>> START INPUT FOR THIS TASK

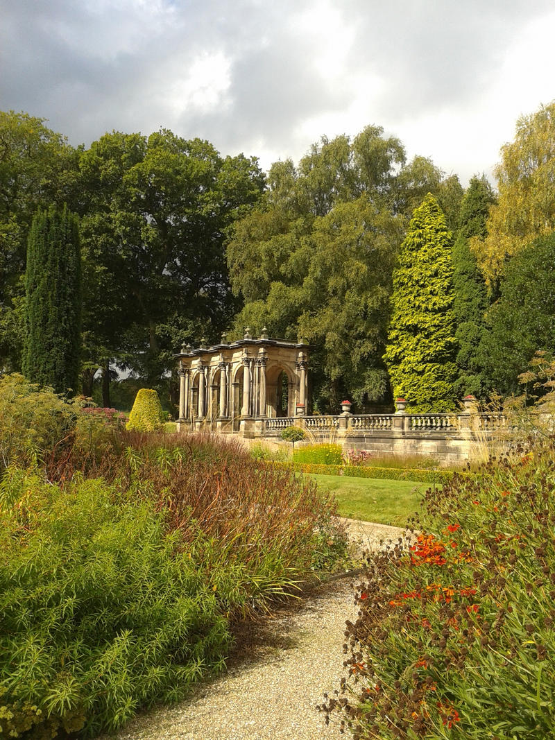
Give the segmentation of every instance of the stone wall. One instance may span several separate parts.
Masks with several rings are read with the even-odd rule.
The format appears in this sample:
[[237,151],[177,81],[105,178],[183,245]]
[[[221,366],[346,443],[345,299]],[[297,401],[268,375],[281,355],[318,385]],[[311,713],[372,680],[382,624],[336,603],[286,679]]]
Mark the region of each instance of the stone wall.
[[296,424],[314,441],[335,441],[344,449],[376,453],[431,456],[445,465],[473,457],[477,445],[504,433],[501,414],[462,413],[397,414],[297,417],[268,419],[261,436],[279,437]]

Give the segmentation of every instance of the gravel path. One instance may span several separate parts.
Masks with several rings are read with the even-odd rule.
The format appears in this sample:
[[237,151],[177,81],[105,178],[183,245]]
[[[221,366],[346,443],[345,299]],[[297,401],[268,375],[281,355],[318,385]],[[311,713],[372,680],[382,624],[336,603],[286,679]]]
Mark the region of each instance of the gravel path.
[[[401,531],[345,521],[361,549]],[[326,727],[316,705],[324,692],[339,687],[345,621],[356,617],[352,582],[353,576],[343,576],[320,585],[246,628],[224,674],[199,684],[180,704],[139,715],[118,740],[344,739],[338,724]]]

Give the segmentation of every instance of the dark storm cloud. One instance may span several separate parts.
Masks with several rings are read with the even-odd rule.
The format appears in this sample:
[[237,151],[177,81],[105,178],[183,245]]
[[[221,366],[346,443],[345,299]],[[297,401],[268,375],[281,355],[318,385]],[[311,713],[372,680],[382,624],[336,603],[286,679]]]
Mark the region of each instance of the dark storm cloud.
[[[303,123],[357,96],[371,94],[365,122],[394,133],[471,107],[523,24],[551,10],[548,0],[0,0],[0,108],[45,117],[73,144],[166,127],[224,153],[296,158],[334,133],[301,141]],[[195,91],[199,60],[216,77]]]

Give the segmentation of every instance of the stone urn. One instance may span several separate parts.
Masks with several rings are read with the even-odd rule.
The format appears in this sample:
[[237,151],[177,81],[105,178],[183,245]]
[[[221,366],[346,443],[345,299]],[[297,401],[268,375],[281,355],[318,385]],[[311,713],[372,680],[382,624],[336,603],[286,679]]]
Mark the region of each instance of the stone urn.
[[407,401],[404,398],[396,398],[395,399],[395,413],[396,414],[404,414],[405,409],[406,408]]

>> END INPUT FOR THIS TASK

## DIRECTION
Change "stone wall" to "brick wall" in everything from the start of the records down to the line containing "Mark the region of each instance of the stone wall.", and give those lines again with nothing else altered. Leave the pictures out of your answer.

## SOLUTION FOR THIS EXERCISE
Give the segmentation of every instance of the brick wall. One instance may span several separate parts.
Masks with several rings are read with the even-odd rule.
The format appears in this sample:
[[237,151],[177,81],[105,178],[183,245]]
[[[221,366],[346,443],[345,299]],[[297,401],[268,375],[281,355],[318,385]],[[311,713],[372,680],[382,624],[336,603],[286,679]]]
Mark the region of each instance of the brick wall.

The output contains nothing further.